What the task requires: Reproduce the part of the passage on The Numerati between "Human beings have" and "to his campaign?", inclusive, with no changes.

Selected text:
^^^^^^^^
In Praise of Big Brother
In The Numerati, Stephen Baker envisions a world in which our email and blog postings, our credit-card and grocery purchases, our pulse rates and facial expressions, and even our physical movements (handily tracked by our cell phones) will be fed to a new Brahmin class of math geeks devoted to sending us customized shopping choices, targeted political ads, real-time medical alerts, and the names of potential dating partners, not to mention (lest we be shirking on the job or hiding an illness) alerts to our bosses and insurance companies. If you’re a crook or a would-be terrorist, an army of data-interpreting sleuths (the Numerati of Baker’s title) will model your behavior and ferret you out. If you’re a potential Tide buyer or an undecided voter in a swing state, they’ll do pretty much the same. If you’re a candidate for Parkinson’s or Alzheimer’s—maybe the vocabulary in your email becomes less expansive—they’ll know it before your doctor does. Baker, a longtime BusinessWeek writer, foresees our having a technological “dashboard” that will serve as a “control panel for our lives.” Sensors attached to our bodies will provide streams of data on our health and wellness. Though the technology is still in its infancy, it will one day “empower” us.
Human beings have always produced oceans of information. (Some might call it garbage.) Every phone call, every trip to the watercooler, every purchase of gum or cigarettes, adds to the kaleidoscope of who we are. But until now, most of that data has been lost. Our written words “moldered on pages,” as Baker notes, and our movements went untracked. Now that those troves of information can be digitized, it remains only for them to be modeled and the disparate and random streams of data to be sifted and interpreted for their hidden coherence. Do more nocturnal trips to the bathroom (recorded by a swatch of “magic carpet” in the hallway) signal the onset of a medical problem? If you listen to the same music as other likely Barack Obama voters, are you worth an extra marketing expense to his campaign?
^^^^^^^^
Information shown:
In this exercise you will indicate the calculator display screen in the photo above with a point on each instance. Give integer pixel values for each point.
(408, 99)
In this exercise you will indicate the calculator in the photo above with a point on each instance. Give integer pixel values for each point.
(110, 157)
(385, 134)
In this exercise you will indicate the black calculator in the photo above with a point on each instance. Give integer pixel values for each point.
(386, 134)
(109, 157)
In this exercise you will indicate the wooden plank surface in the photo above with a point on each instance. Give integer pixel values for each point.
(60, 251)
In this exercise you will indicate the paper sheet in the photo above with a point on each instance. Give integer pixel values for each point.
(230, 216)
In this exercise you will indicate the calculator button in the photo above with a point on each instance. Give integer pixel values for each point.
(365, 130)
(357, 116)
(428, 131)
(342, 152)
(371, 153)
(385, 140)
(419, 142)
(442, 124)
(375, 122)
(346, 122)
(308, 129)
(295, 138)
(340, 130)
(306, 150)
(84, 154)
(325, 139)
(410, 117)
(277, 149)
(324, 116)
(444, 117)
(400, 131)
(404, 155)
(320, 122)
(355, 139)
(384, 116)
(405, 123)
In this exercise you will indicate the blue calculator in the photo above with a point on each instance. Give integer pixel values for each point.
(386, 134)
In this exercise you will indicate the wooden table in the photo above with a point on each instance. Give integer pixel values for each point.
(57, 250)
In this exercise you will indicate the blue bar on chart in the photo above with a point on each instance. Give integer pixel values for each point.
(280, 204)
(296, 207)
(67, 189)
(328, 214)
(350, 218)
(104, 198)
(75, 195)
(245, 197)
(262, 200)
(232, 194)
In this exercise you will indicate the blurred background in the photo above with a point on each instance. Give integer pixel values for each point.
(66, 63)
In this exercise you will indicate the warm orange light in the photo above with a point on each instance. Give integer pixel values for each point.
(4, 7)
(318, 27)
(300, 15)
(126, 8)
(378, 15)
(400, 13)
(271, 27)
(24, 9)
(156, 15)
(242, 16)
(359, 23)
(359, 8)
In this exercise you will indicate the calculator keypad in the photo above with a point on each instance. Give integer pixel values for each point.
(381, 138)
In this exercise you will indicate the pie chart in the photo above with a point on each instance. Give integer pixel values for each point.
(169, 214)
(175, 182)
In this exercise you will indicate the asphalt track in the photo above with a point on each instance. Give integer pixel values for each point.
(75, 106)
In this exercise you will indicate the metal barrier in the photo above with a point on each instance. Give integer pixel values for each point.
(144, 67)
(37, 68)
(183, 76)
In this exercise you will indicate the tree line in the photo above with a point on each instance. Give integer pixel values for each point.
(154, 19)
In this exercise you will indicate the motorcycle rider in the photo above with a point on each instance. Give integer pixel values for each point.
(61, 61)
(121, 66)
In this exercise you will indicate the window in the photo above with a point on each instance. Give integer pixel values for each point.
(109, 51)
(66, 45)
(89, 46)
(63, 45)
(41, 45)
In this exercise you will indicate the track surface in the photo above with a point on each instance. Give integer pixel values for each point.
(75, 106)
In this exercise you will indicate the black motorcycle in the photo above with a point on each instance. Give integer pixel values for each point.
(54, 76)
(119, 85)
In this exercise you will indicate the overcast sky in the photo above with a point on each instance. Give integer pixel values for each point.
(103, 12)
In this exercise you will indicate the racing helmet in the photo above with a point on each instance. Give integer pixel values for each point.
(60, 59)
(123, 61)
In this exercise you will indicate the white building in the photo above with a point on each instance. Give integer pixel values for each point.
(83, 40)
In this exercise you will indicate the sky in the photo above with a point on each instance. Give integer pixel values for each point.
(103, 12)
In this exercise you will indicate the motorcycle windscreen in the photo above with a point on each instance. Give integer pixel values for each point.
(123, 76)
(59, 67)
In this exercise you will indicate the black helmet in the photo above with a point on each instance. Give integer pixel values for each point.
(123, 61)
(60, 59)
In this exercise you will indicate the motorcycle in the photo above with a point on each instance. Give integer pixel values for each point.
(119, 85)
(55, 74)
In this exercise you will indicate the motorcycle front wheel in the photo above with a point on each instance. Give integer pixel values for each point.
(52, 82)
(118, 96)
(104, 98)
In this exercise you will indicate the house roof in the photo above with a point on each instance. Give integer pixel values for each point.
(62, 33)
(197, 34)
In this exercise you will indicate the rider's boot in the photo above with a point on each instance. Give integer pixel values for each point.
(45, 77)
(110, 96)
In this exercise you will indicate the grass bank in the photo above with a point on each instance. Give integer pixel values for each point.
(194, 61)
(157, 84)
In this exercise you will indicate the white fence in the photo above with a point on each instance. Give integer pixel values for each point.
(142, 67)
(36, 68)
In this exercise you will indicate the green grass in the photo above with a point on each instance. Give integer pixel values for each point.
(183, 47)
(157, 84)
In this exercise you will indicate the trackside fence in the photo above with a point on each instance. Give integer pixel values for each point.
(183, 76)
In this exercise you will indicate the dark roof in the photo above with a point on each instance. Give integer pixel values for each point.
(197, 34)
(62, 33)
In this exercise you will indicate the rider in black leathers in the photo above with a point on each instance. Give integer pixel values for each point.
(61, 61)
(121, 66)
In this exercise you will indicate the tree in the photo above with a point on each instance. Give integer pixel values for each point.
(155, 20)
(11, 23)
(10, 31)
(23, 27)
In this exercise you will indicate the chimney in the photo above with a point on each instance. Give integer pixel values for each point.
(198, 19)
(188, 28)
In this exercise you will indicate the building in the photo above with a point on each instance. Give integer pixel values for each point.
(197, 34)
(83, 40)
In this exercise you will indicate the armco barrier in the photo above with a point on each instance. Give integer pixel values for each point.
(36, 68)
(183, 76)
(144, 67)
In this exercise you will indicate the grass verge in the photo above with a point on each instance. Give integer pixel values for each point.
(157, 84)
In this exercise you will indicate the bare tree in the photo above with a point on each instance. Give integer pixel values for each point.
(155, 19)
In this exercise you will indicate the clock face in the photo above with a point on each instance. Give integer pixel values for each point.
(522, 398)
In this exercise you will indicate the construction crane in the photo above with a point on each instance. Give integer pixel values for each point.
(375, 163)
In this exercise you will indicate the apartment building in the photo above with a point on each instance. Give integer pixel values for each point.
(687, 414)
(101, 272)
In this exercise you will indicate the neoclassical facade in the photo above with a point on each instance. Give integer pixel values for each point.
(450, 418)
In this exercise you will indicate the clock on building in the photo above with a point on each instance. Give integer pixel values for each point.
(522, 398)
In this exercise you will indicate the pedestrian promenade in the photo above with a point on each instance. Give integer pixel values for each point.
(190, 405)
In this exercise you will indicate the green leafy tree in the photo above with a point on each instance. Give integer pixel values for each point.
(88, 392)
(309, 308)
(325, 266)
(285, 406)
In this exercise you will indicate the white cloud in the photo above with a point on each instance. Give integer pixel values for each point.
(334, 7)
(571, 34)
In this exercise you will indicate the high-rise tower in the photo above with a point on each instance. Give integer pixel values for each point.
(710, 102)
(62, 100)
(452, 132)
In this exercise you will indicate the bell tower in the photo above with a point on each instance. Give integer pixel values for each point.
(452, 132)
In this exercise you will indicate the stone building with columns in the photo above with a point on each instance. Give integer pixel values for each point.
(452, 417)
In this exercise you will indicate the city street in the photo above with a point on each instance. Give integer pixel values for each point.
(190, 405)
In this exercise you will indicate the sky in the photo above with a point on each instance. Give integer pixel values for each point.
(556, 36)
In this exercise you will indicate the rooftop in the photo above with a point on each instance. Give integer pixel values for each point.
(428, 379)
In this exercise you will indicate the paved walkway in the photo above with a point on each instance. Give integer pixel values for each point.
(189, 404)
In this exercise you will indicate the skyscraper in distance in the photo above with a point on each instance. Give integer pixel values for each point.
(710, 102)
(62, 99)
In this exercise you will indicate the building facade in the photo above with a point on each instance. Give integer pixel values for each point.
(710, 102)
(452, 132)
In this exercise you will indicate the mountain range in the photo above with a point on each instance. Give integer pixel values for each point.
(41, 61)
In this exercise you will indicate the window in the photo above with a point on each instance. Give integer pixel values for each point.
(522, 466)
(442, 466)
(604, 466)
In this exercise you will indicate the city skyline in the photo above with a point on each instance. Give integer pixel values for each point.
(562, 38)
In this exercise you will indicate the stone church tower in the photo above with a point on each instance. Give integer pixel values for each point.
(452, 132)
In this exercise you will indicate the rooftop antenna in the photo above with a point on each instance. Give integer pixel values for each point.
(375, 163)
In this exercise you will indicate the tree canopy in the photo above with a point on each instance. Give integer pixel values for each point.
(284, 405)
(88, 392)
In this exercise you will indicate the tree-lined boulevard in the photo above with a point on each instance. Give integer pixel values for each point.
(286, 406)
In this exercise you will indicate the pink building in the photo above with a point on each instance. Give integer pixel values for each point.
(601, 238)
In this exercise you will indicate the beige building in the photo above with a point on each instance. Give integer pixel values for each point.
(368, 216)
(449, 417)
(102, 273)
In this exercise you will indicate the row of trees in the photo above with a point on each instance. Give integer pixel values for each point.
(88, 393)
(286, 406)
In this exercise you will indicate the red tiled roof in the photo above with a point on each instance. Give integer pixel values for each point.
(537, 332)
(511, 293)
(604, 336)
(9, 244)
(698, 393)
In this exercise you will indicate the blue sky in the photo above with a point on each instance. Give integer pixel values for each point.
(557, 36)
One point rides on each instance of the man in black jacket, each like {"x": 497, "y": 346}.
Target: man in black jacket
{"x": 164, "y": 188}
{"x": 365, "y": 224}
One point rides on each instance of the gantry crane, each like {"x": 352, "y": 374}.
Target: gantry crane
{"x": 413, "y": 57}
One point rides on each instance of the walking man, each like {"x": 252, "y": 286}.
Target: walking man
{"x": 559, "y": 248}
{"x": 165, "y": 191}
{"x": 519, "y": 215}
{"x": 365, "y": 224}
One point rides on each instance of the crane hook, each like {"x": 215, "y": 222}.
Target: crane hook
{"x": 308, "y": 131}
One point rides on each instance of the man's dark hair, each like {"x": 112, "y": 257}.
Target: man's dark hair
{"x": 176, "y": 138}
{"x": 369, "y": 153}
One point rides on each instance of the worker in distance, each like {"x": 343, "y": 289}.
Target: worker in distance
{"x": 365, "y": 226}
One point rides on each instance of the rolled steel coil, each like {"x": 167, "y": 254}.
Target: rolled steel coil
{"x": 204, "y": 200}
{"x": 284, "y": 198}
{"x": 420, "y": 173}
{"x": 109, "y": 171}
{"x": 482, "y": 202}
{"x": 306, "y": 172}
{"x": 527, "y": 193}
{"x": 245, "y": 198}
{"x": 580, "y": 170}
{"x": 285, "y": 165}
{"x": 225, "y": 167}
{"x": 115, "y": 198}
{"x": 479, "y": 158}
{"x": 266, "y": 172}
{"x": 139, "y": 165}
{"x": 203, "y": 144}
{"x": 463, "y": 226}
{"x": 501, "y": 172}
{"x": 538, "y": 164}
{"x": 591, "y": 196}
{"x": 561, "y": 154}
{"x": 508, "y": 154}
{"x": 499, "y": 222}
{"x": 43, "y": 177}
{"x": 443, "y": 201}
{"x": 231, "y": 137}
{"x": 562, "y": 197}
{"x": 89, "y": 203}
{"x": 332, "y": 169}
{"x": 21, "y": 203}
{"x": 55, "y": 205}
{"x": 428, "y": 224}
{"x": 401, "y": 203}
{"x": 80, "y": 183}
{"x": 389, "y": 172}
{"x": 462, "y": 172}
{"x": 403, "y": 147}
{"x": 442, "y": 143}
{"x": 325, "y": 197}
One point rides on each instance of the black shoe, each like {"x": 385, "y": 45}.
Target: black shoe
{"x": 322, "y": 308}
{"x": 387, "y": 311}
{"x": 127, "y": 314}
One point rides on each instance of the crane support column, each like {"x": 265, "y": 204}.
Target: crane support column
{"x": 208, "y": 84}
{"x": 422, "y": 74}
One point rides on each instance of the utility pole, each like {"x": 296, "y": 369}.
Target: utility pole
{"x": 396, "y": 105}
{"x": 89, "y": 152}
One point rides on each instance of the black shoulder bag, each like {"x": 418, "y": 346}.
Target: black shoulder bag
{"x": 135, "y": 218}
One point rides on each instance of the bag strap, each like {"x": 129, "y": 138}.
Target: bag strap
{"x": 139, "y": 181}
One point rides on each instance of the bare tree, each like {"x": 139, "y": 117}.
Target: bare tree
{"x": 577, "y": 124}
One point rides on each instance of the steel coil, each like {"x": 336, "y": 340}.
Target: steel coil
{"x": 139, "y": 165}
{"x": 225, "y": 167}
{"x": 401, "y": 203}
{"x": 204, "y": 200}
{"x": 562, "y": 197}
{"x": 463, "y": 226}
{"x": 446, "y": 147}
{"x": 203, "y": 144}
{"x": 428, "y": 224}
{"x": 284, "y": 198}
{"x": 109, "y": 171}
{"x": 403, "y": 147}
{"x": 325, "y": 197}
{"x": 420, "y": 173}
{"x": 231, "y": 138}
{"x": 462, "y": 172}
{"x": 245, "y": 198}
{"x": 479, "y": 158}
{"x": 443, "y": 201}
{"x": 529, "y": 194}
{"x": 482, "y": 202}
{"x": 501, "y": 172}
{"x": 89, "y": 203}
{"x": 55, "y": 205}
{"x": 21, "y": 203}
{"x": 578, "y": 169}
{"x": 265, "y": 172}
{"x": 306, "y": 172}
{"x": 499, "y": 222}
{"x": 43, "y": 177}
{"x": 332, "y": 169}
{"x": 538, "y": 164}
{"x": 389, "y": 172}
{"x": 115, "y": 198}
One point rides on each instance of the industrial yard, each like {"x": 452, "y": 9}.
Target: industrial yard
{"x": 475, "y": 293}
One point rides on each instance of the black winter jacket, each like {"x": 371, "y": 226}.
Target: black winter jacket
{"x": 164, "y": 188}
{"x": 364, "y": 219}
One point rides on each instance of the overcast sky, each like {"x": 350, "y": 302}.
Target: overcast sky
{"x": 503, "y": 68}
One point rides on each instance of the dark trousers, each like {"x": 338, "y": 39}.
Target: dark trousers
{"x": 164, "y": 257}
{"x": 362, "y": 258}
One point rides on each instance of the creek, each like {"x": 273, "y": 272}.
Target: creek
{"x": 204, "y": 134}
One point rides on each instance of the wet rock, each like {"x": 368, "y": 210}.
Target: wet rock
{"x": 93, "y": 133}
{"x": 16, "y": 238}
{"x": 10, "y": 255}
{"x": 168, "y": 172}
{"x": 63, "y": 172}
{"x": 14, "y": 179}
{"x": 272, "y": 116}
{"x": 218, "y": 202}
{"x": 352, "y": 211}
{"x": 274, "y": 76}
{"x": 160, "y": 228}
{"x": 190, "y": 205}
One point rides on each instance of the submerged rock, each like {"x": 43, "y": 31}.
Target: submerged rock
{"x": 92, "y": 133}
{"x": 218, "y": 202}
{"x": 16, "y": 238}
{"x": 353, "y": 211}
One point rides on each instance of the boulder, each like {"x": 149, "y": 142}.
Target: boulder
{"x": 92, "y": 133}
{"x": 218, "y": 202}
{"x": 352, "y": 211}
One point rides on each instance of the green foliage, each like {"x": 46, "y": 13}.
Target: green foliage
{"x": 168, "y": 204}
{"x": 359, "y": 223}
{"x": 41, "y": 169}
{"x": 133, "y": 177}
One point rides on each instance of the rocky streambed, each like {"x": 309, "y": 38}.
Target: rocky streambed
^^^^^^^^
Solution below:
Human beings have always produced oceans of information. (Some might call it garbage.) Every phone call, every trip to the watercooler, every purchase of gum or cigarettes, adds to the kaleidoscope of who we are. But until now, most of that data has been lost. Our written words “moldered on pages,” as Baker notes, and our movements went untracked. Now that those troves of information can be digitized, it remains only for them to be modeled and the disparate and random streams of data to be sifted and interpreted for their hidden coherence. Do more nocturnal trips to the bathroom (recorded by a swatch of “magic carpet” in the hallway) signal the onset of a medical problem? If you listen to the same music as other likely Barack Obama voters, are you worth an extra marketing expense to his campaign?